━━ Text ━━

In our view, it’s especially important to maintain a disciplined investing approach when market environments feature unexpected (and unwelcome) setbacks. As such, we believe that the most effective investing approaches are those that focus on building diversified portfolios that are designed to strive for consistent returns over a specific time horizon in accordance with an investor’s risk tolerance.

While it’s understandable that one may want to monitor daily events, it’s crucial to bear in mind that daily, weekly, monthly, and even quarterly market movements are often relatively inconsequential for a portfolio that has a time horizon of more than a few years. If investment time horizons are measured in years, we do not think it does any good to worry about day-to-day reports of market anxieties. Instead, we believe that an investor who maintains a diversified portfolio and keeps a level head as a crisis runs its courseshould be better served in the long run.

Glossary

Bull market refers to a period of steadily increasing stock prices.

Growth stocks exhibit earnings growth above that of the broader market.

Tech bubble refers to a stock market bubble caused by excessive speculation in Internet-related companies in the late 1990s.

Value stocks are those that are considered to be cheap and are trading for less than they are worth.

Index Definitions

MSCI World Index is a free float-adjusted market capitalization weighted index that is designed to measure the equity market performance of large- and mid-cap companies in developed markets.

MSCI World Growth Index measures the performance of large- and mid-cap stocks exhibiting overall growth style characteristics in developed markets.

MSCI World Value Index measures the performance of large- and mid-cap stocks exhibiting overall value style characteristics in developed markets.

NASDAQ Composite Index measures the performance of stocks listed on the NASDAQ stock exchange. It is generally considered a stand-in for technology sector performance due to its heavy weighting in technology.

━━━

* Exercise tasks:
1/ Quote the investment commentary word for word between "Growth stocks exhibit" and "the late 1990s.", inclusive.
2/ According to the investment commentary, what caused the tech bubble?

━━ The data ━━

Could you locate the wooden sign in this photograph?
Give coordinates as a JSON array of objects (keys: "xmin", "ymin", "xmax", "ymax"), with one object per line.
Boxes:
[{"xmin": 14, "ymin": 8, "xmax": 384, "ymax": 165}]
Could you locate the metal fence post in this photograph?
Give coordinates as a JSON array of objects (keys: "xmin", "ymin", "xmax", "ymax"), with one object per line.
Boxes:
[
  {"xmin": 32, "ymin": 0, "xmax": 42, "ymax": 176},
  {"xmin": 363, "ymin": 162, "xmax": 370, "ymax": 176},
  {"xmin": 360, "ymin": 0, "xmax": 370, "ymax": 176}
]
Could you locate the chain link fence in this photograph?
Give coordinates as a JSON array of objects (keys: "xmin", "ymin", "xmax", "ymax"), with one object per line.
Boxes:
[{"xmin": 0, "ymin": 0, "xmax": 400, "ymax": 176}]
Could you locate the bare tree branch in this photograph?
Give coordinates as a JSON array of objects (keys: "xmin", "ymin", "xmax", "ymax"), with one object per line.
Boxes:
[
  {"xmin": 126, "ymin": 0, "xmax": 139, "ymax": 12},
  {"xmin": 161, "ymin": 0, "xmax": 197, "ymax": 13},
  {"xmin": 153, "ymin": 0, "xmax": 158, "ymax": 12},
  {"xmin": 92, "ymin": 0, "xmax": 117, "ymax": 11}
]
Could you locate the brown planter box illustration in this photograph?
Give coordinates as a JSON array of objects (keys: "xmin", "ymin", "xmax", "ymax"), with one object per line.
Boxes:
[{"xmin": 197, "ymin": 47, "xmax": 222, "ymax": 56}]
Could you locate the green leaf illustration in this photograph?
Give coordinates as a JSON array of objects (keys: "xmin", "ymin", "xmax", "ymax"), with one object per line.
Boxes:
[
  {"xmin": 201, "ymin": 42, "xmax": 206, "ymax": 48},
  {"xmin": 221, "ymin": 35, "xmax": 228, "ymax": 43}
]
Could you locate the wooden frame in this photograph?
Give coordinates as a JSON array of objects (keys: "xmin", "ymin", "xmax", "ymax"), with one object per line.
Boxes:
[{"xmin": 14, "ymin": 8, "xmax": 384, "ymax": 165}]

━━━

* Per-task outputs:
1/
Growth stocks exhibit earnings growth above that of the broader market.

Tech bubble refers to a stock market bubble caused by excessive speculation in Internet-related companies in the late 1990s.

2/ Excessive speculation in Internet-related companies in the late 1990s.